- Work to complete: Copy out the following lines verbatim, starting at the line that contains "Question. Place one point on every instance of the white wall" and ending with the line that contains "x=755 y=233".

- Extracted records:
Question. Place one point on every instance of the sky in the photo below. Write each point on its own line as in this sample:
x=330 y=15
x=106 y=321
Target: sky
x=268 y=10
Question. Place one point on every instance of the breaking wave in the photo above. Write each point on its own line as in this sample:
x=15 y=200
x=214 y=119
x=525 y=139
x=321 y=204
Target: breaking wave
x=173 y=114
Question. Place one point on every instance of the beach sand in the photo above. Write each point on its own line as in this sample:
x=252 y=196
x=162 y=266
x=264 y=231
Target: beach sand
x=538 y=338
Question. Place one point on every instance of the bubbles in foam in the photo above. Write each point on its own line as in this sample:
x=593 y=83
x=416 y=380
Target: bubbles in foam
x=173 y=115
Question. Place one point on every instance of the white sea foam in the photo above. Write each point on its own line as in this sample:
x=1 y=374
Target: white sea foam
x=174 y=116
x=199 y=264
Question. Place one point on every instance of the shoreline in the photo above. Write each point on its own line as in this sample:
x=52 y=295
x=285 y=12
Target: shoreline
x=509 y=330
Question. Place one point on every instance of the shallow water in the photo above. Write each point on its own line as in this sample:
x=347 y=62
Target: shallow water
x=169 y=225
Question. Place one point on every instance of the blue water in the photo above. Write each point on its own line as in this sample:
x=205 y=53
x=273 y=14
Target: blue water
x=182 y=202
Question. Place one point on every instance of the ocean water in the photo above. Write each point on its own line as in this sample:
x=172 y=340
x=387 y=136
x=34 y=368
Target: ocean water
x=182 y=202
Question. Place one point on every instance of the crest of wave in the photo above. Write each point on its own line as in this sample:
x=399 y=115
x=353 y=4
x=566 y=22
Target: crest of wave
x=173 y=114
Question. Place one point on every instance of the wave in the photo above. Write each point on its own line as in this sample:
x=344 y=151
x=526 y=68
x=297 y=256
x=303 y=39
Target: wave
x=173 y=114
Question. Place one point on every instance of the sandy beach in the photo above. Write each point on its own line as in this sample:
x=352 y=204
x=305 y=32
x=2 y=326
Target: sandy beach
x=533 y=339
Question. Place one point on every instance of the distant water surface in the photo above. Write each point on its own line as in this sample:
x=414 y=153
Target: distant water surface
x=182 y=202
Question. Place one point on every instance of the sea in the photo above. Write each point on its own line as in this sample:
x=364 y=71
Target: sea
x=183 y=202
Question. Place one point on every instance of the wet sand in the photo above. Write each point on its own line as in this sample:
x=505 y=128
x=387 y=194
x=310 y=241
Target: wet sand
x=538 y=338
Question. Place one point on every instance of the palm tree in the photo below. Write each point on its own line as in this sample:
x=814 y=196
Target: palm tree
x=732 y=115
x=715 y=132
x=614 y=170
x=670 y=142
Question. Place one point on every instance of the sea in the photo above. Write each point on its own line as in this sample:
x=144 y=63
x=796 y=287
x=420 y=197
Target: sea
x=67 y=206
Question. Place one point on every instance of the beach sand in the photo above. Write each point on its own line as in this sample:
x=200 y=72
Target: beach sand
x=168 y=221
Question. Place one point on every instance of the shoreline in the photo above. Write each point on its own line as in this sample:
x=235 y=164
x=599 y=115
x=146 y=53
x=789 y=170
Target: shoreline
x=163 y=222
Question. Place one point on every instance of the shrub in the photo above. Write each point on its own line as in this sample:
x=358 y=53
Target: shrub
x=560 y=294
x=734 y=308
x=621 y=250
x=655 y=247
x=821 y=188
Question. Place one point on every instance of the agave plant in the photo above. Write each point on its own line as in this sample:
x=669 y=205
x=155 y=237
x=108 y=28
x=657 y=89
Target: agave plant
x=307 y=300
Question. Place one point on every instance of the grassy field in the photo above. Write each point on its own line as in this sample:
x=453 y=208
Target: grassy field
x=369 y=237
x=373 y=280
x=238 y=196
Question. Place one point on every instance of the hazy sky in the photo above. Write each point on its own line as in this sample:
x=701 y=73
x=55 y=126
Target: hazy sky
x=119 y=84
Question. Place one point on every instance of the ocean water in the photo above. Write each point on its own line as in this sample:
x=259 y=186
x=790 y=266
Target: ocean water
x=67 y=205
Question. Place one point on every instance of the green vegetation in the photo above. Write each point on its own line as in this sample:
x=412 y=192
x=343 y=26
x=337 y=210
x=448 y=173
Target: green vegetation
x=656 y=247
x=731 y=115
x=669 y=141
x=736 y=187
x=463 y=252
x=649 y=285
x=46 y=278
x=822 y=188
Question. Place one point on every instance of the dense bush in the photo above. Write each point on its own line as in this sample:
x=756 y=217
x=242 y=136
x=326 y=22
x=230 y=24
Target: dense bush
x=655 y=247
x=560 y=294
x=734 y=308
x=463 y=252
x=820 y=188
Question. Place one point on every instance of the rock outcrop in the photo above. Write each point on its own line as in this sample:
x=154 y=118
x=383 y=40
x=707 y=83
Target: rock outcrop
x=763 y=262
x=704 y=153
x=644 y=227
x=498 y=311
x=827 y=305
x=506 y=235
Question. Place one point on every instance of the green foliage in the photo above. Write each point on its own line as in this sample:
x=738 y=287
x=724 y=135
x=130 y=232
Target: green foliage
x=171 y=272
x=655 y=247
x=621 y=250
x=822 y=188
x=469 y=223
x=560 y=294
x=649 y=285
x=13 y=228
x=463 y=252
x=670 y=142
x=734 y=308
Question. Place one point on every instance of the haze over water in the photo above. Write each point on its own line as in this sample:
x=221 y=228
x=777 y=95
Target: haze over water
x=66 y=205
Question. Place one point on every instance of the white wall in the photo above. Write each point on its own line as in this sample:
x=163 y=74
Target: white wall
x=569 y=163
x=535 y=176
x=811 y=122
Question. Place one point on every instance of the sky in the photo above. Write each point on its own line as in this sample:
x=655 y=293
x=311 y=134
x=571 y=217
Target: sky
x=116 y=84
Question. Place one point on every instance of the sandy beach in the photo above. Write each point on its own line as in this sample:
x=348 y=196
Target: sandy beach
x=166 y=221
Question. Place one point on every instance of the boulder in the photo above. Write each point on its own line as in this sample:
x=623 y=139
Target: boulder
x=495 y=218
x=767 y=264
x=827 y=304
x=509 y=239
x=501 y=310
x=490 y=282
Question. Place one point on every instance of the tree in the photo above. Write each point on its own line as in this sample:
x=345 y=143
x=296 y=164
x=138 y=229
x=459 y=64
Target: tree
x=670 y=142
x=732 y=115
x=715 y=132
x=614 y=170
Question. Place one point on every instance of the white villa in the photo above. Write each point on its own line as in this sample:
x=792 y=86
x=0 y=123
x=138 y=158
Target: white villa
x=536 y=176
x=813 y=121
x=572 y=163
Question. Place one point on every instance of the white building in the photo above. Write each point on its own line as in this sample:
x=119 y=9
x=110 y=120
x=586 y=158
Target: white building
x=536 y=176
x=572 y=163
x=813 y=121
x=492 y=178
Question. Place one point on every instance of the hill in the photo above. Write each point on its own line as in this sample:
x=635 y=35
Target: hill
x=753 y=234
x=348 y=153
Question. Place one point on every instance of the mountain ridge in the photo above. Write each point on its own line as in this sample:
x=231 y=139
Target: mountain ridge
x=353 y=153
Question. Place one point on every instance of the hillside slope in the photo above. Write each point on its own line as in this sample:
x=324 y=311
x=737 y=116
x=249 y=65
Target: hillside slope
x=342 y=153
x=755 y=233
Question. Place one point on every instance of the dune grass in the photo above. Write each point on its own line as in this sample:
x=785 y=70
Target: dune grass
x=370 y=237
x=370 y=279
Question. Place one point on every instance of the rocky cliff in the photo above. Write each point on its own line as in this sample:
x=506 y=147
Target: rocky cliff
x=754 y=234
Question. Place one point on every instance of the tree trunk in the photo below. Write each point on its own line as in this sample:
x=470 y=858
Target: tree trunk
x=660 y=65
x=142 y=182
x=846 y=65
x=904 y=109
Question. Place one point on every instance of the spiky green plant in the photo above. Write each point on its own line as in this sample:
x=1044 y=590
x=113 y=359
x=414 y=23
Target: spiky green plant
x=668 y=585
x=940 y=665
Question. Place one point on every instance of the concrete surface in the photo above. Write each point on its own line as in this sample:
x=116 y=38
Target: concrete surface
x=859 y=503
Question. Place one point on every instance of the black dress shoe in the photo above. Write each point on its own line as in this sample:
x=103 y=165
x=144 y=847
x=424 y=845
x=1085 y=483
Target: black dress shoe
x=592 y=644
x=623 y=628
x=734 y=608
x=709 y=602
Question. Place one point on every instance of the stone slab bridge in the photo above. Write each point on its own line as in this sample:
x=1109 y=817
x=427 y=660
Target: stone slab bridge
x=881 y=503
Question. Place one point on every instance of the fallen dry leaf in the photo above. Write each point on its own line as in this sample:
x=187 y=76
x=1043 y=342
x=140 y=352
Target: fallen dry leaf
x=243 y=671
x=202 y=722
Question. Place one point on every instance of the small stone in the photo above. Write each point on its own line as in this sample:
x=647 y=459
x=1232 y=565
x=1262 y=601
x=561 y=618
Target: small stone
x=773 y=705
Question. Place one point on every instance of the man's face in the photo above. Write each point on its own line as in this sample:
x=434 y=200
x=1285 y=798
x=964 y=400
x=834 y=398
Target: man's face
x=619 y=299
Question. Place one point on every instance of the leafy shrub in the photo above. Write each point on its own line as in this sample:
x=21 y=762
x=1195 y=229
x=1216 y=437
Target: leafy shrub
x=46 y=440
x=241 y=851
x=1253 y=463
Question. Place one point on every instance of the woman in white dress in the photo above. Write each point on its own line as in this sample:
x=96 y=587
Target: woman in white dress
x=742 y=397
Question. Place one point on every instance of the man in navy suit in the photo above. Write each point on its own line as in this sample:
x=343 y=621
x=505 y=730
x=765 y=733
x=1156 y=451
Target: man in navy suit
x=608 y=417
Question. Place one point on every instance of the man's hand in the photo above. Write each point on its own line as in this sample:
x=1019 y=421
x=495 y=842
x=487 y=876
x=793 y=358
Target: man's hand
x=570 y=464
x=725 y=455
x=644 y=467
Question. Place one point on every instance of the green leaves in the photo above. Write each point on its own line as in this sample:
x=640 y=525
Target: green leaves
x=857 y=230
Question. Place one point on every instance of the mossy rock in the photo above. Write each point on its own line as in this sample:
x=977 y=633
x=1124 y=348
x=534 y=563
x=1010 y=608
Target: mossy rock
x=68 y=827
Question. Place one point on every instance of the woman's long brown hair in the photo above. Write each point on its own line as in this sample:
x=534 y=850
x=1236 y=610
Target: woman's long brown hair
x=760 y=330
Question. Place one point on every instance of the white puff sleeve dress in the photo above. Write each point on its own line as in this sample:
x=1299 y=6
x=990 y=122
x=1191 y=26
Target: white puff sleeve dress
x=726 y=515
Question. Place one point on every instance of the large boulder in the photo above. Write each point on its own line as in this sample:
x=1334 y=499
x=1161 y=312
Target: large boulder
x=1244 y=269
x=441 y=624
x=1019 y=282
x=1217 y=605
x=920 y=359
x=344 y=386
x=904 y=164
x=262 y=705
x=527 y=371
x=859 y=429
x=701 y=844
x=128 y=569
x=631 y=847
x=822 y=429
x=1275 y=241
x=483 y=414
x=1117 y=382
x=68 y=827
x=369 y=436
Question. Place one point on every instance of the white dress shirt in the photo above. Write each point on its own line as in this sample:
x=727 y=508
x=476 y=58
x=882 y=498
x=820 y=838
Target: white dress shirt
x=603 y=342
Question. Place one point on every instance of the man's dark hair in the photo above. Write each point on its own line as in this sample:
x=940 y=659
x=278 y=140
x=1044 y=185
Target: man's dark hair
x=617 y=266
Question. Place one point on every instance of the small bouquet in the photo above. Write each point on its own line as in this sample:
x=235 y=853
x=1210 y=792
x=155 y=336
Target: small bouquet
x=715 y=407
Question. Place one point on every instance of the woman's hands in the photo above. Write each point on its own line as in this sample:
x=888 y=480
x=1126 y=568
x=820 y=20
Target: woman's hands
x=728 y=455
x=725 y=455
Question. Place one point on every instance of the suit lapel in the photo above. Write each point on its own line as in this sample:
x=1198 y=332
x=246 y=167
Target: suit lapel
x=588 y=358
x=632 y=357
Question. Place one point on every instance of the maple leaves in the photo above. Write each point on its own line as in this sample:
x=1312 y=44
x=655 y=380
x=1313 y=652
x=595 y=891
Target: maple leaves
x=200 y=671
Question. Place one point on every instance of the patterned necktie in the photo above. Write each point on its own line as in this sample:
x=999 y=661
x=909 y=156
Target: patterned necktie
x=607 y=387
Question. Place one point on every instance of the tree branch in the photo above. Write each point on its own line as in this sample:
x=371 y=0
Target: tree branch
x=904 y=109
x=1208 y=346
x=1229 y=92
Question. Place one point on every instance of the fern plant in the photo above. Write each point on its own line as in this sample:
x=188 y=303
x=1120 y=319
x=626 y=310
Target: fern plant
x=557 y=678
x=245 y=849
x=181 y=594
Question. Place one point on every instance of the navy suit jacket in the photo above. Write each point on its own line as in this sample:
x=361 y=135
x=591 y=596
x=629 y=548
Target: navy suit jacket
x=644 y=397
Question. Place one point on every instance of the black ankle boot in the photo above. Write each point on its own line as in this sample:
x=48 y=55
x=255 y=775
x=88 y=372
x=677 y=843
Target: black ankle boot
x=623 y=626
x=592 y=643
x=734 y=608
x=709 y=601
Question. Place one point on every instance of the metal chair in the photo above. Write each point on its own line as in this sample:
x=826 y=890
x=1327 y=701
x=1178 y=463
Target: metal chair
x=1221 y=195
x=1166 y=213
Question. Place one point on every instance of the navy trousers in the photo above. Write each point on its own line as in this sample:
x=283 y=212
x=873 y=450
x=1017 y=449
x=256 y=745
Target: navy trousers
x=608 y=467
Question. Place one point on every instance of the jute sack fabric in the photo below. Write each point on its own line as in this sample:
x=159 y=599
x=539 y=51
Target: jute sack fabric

- Task solution:
Question. Place one point on every instance of the white wall in the photo above. Write each point on its own line as in this sample:
x=163 y=74
Target: white wall
x=569 y=163
x=535 y=176
x=811 y=122
Question. Place one point on every instance of the sky in the photo above. Write each point on its own line as in this sample:
x=655 y=293
x=311 y=134
x=571 y=217
Target: sky
x=116 y=84
Question. Place one point on every instance of the sandy beach in the photo above. Write each point on its own line as in this sample:
x=348 y=196
Target: sandy beach
x=166 y=221
Question. Place one point on every instance of the boulder in the photo above. Write each point on its own line as in this sample:
x=623 y=139
Target: boulder
x=495 y=218
x=767 y=264
x=827 y=304
x=509 y=239
x=501 y=310
x=490 y=282
Question. Place one point on every instance of the tree in the photo above. Write each point on its own line as in this sample:
x=345 y=143
x=296 y=164
x=138 y=229
x=459 y=64
Target: tree
x=670 y=142
x=732 y=115
x=715 y=132
x=614 y=170
Question. Place one point on every instance of the white villa in the photo above. Write each point on its own line as in this sample:
x=792 y=86
x=0 y=123
x=138 y=158
Target: white villa
x=536 y=176
x=813 y=121
x=572 y=163
Question. Place one point on every instance of the white building in the photo above. Write each point on its own line as in this sample:
x=119 y=9
x=110 y=120
x=586 y=158
Target: white building
x=536 y=176
x=572 y=163
x=813 y=121
x=492 y=178
Question. Place one point on every instance of the hill in the photo above. Write each point on its own line as in this sample:
x=635 y=35
Target: hill
x=753 y=234
x=348 y=153
Question. Place one point on every instance of the mountain ridge in the photo above. Write each point on its own line as in this sample:
x=231 y=139
Target: mountain ridge
x=353 y=153
Question. Place one point on every instance of the hillside slope in the photo above. Write each point on its own line as in this sample:
x=324 y=311
x=737 y=116
x=249 y=65
Target: hillside slope
x=342 y=153
x=755 y=233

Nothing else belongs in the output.